▶ [Brief A]
Retype the passage of the Bonfá biography below from "Luiz Floriano Bonfá (17" to "film Black Orpheus.".
▶ [Brief B]
Condense the paragraph of the Bonfá biography below that begins "Bonfá first gained widespread exposure" into a bulleted list that keeps its main facts.

▶ [Reading text]

Luiz Floriano Bonfá (17 October 1922 – 12 January 2001) was a Brazilian guitarist and composer. He was best known for the music he composed for the film Black Orpheus.

Biography
Luiz Floriano Bonfá was born on October 17, 1922, in Rio de Janeiro.  He began studying with Uruguayan classical guitarist Isaías Sávio at the age of 11. These weekly lessons entailed a long, harsh commute (on foot, plus two and half hours on train) from his family home in Santa Cruz, in the western rural outskirts of Rio de Janeiro, to the teacher's home in the hills of Santa Teresa. Given Bonfá's extraordinary dedication and talent for the guitar, Sávio excused the youngster's inability to pay for his lessons.

Bonfá first gained widespread exposure in Brazil in 1947 when he was featured on Rio's Rádio Nacional, then an important showcase for up-and-coming talent. He was a member of the vocal group Quitandinha Serenaders in the late 1940s. Some of his first compositions such as "Ranchinho de Palha", "O Vento Não Sabe", were recorded and performed by Brazilian crooner Dick Farney in the 1950s. Bonfá's first hit song was "De Cigarro em Cigarro" recorded by Nora Ney in 1957. It was through Farney that Bonfá was introduced to Antônio Carlos Jobim and Vinicius de Moraes, the leading songwriting team behind the worldwide explosion of the great Bossa Nova in the late 1950s to 1970s, becoming a fever in the US. Bonfá collaborated with them and with other prominent Brazilian musicians and artists in productions of de Moraes' anthological play Orfeu da Conceição, which several years later gave origin to Marcel Camus' film Black Orpheus (Orfeu Negro in Portuguese). In the burgeoning days of Rio de Janeiro's thriving jazz scene, it was commonplace for musicians, artists, and dramatists to collaborate in such theatrical presentations. Bonfá wrote some of the original music featured in the film, including the numbers "Samba de Orfeu" and his most famous composition, "Manhã de Carnaval" (of which Carl Sigman later wrote a different set of English lyrics titled "A Day in the Life of a Fool"), which has been among the top ten standards played worldwide, according to The Guinness Book of World Records.

▶ [Data extract]
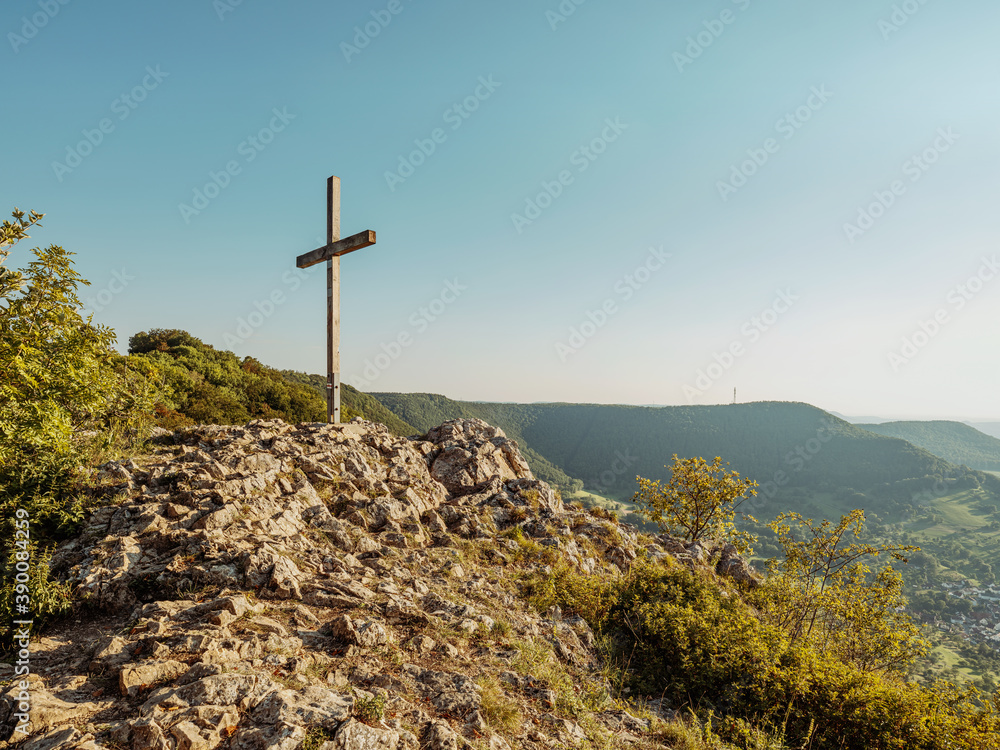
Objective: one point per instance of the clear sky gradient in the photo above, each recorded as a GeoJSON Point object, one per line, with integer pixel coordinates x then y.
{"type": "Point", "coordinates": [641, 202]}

▶ [Problem solution A]
Luiz Floriano Bonfá (17 October 1922 – 12 January 2001) was a Brazilian guitarist and composer. He was best known for the music he composed for the film Black Orpheus.

▶ [Problem solution B]
- In 1947 Bonfá gained widespread exposure in Brazil on Rio's Rádio Nacional, then an important showcase for up-and-coming talent.
- In the late 1940s he was a member of the vocal group Quitandinha Serenaders.
- In the 1950s Dick Farney recorded and performed early Bonfá compositions such as "Ranchinho de Palha" and "O Vento Não Sabe."
- Bonfá's first hit song, "De Cigarro em Cigarro," was recorded by Nora Ney in 1957.
- Through Farney he met Antônio Carlos Jobim and Vinicius de Moraes, the leading songwriting team behind the worldwide Bossa Nova explosion.
- He worked with them and other prominent Brazilian musicians and artists on productions of de Moraes' play Orfeu da Conceição. Several years later that play gave origin to Marcel Camus' film Black Orpheus (Orfeu Negro).
- He wrote some of the film's original music, including "Samba de Orfeu" and his most famous composition, "Manhã de Carnaval."
- Carl Sigman later wrote a different set of English lyrics for "Manhã de Carnaval," titled "A Day in the Life of a Fool."
- According to The Guinness Book of World Records, "Manhã de Carnaval" has been among the top ten standards played worldwide.